§ **Given instruction**
Could you give the lines below as a Markdown table with two columns, No. and Line, numbering each nonblank line in order, skipping blank lines, and leaving out the pictures?

§ **Material for this task**
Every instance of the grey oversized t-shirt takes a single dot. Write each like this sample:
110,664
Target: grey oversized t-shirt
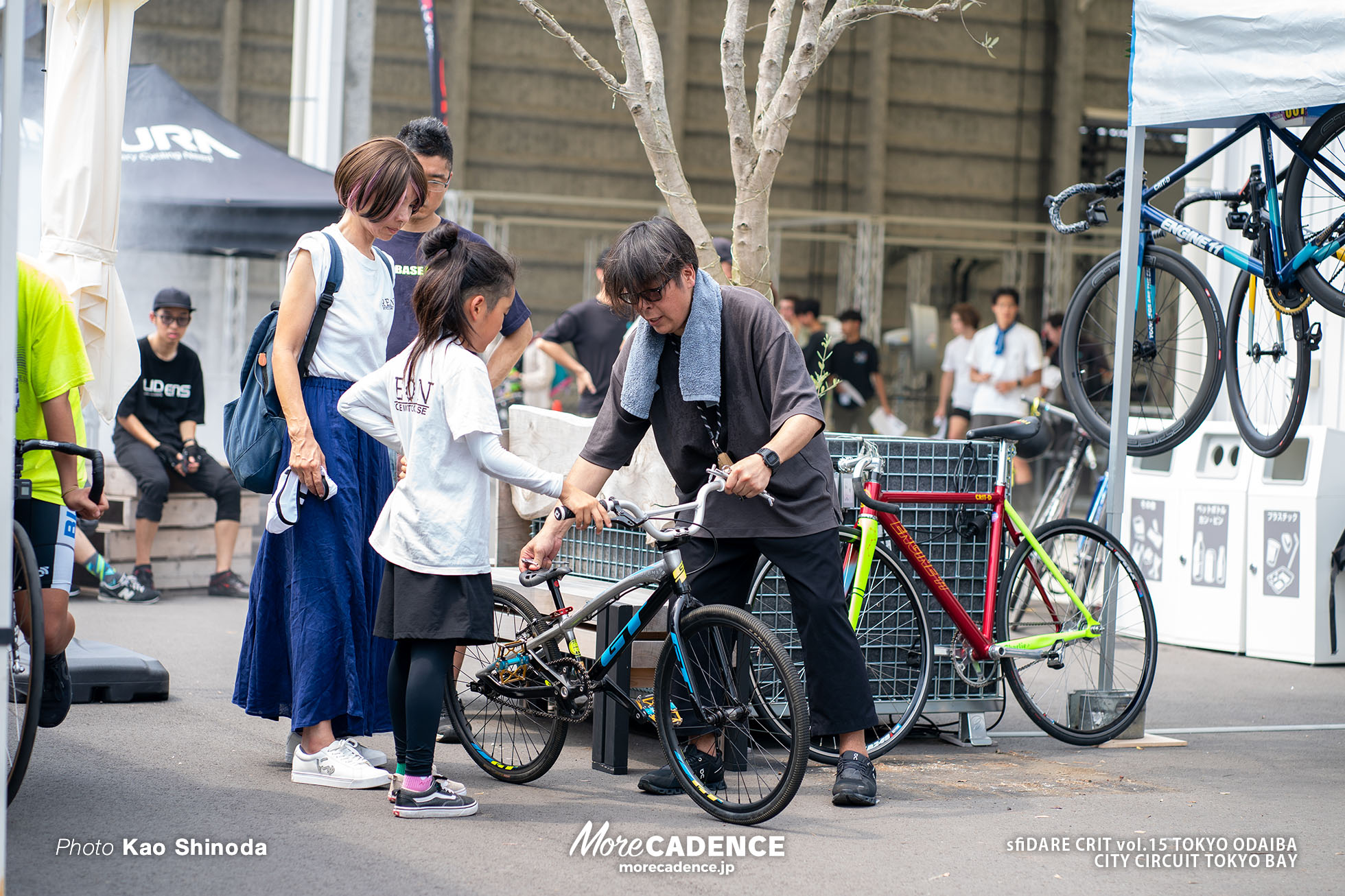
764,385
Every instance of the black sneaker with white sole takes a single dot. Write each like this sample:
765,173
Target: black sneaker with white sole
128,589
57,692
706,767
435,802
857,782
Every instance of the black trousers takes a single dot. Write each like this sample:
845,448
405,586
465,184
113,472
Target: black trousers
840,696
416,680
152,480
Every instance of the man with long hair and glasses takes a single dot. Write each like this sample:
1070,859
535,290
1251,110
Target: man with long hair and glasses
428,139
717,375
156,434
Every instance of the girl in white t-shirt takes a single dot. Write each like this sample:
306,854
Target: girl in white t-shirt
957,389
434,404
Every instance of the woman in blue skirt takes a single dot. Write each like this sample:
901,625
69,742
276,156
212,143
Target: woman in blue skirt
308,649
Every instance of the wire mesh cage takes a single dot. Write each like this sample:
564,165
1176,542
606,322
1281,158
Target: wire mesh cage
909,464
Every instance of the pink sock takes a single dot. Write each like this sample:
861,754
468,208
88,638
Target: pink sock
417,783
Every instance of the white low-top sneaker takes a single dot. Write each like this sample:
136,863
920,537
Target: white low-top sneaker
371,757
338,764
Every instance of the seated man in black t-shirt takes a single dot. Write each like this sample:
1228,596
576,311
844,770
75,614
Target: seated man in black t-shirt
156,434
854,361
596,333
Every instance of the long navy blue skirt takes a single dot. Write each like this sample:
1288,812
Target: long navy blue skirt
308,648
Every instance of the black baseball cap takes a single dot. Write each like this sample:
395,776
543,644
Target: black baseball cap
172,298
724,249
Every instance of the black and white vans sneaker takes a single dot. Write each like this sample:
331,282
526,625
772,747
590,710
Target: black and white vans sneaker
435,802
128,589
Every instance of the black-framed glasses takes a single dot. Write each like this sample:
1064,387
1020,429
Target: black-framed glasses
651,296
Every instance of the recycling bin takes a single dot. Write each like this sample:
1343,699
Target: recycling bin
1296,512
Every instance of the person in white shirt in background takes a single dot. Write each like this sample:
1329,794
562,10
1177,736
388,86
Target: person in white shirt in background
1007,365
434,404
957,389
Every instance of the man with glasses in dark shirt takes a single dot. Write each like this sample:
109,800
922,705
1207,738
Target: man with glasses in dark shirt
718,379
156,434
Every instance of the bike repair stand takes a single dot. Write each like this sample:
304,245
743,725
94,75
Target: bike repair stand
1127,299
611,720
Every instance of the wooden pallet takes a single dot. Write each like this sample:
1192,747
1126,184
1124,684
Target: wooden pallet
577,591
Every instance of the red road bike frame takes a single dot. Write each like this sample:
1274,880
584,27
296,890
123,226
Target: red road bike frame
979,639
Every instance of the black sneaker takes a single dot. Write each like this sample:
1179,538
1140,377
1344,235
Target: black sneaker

§ **Exercise result**
| No. | Line |
|---|---|
| 1 | Every instance of the grey oversized t-shirt takes a single dot. Write each like this sample: |
| 2 | 110,664 |
| 3 | Target: grey oversized t-shirt |
| 4 | 764,385 |
| 5 | Every instance of the black sneaker with white sole takes a single dot. Write each like this sample: |
| 6 | 765,173 |
| 7 | Target: black sneaker with white sole |
| 8 | 128,589 |
| 9 | 57,692 |
| 10 | 706,767 |
| 11 | 435,802 |
| 12 | 857,782 |
| 13 | Every instance of the black trousers takes a single dot. Write each like this sample: |
| 14 | 845,448 |
| 15 | 405,586 |
| 16 | 465,184 |
| 17 | 113,472 |
| 18 | Target: black trousers |
| 19 | 840,696 |
| 20 | 416,680 |
| 21 | 152,480 |
| 22 | Every instance of the man with long hair and glasses takes a single dot. Write each like this sample: |
| 23 | 1070,859 |
| 24 | 535,290 |
| 25 | 1251,110 |
| 26 | Target: man with long hair and glasses |
| 27 | 428,139 |
| 28 | 717,375 |
| 29 | 156,434 |
| 30 | Every instance of the girl in white t-shirt takes a single dot. Write each like this sample: |
| 31 | 306,854 |
| 32 | Target: girl in white t-shirt |
| 33 | 957,389 |
| 34 | 434,404 |
| 35 | Every instance of the woman in blue skirt takes a single dot. Write each like this sample: |
| 36 | 901,625 |
| 37 | 69,742 |
| 38 | 276,156 |
| 39 | 212,143 |
| 40 | Target: woman in blue skirt |
| 41 | 308,649 |
| 42 | Every instance of the wire mesh cage takes a single dot. Write each like this sample: |
| 43 | 564,165 |
| 44 | 1176,542 |
| 45 | 606,322 |
| 46 | 1281,158 |
| 47 | Target: wire mesh cage |
| 48 | 909,464 |
| 49 | Every instance of the pink sock takes a single dot. Write each like this sample: |
| 50 | 861,754 |
| 51 | 468,208 |
| 52 | 88,638 |
| 53 | Target: pink sock |
| 54 | 417,783 |
| 55 | Every instance of the white low-top sneaker takes a single dot. Write each like this sample: |
| 56 | 136,863 |
| 57 | 920,537 |
| 58 | Target: white low-top sneaker |
| 59 | 371,757 |
| 60 | 338,764 |
| 61 | Every instance of the seated man in black t-shirt takes a single dot. Write each like this sample: |
| 62 | 1228,596 |
| 63 | 576,311 |
| 64 | 844,770 |
| 65 | 75,614 |
| 66 | Target: seated man in black t-shirt |
| 67 | 156,434 |
| 68 | 854,361 |
| 69 | 596,333 |
| 70 | Every instance of the long navy blue skirt takes a single dot. Write each like this sample: |
| 71 | 1288,812 |
| 72 | Target: long navy blue skirt |
| 73 | 308,648 |
| 74 | Every instance of the black baseball cap takes a single dot. Write each like this sample: |
| 75 | 395,776 |
| 76 | 543,644 |
| 77 | Target: black baseball cap |
| 78 | 172,298 |
| 79 | 724,249 |
| 80 | Every instance of the black and white vans sneaker takes a single dot. Write each like this sample: |
| 81 | 331,282 |
| 82 | 526,625 |
| 83 | 772,747 |
| 84 | 590,710 |
| 85 | Target: black and white vans sneaker |
| 86 | 435,802 |
| 87 | 128,589 |
| 88 | Every instance of the black-framed glasses takes a single dot. Write each like this sample: |
| 89 | 1064,387 |
| 90 | 1020,429 |
| 91 | Target: black-framed glasses |
| 92 | 651,296 |
| 93 | Every instance of the recycling bin takes a single dot. Write each like this sample: |
| 94 | 1343,699 |
| 95 | Target: recycling bin |
| 96 | 1296,512 |
| 97 | Every instance of the person in white shirt in background takes a single dot. Write each like this sample: |
| 98 | 1329,794 |
| 99 | 562,10 |
| 100 | 1177,736 |
| 101 | 388,86 |
| 102 | Target: person in white shirt in background |
| 103 | 1007,365 |
| 104 | 434,404 |
| 105 | 957,389 |
| 106 | Every instance of the man with glasses in dark shirt takes a single dot. Write each like this sample: |
| 107 | 109,800 |
| 108 | 922,705 |
| 109 | 1207,738 |
| 110 | Target: man with glasses in dark shirt |
| 111 | 718,379 |
| 112 | 156,434 |
| 113 | Every instance of the bike repair stand takes a single dot. Write each like this sample: |
| 114 | 304,245 |
| 115 | 743,725 |
| 116 | 94,75 |
| 117 | Target: bike repair stand |
| 118 | 1127,299 |
| 119 | 611,720 |
| 120 | Every instance of the wooden pallet takes a single dot. Write each like this sample: |
| 121 | 1192,747 |
| 122 | 1126,184 |
| 123 | 1124,684 |
| 124 | Target: wooden pallet |
| 125 | 577,591 |
| 126 | Every instance of the red road bike frame takes a single dot. Write each like this sample: |
| 127 | 1274,880 |
| 128 | 584,27 |
| 129 | 296,890 |
| 130 | 123,226 |
| 131 | Target: red road bike frame |
| 132 | 979,639 |
| 133 | Every instance of the black sneaker takes a single dot. Write each like this sample: |
| 134 | 1179,538 |
| 135 | 1140,377 |
| 136 | 1344,235 |
| 137 | Target: black sneaker |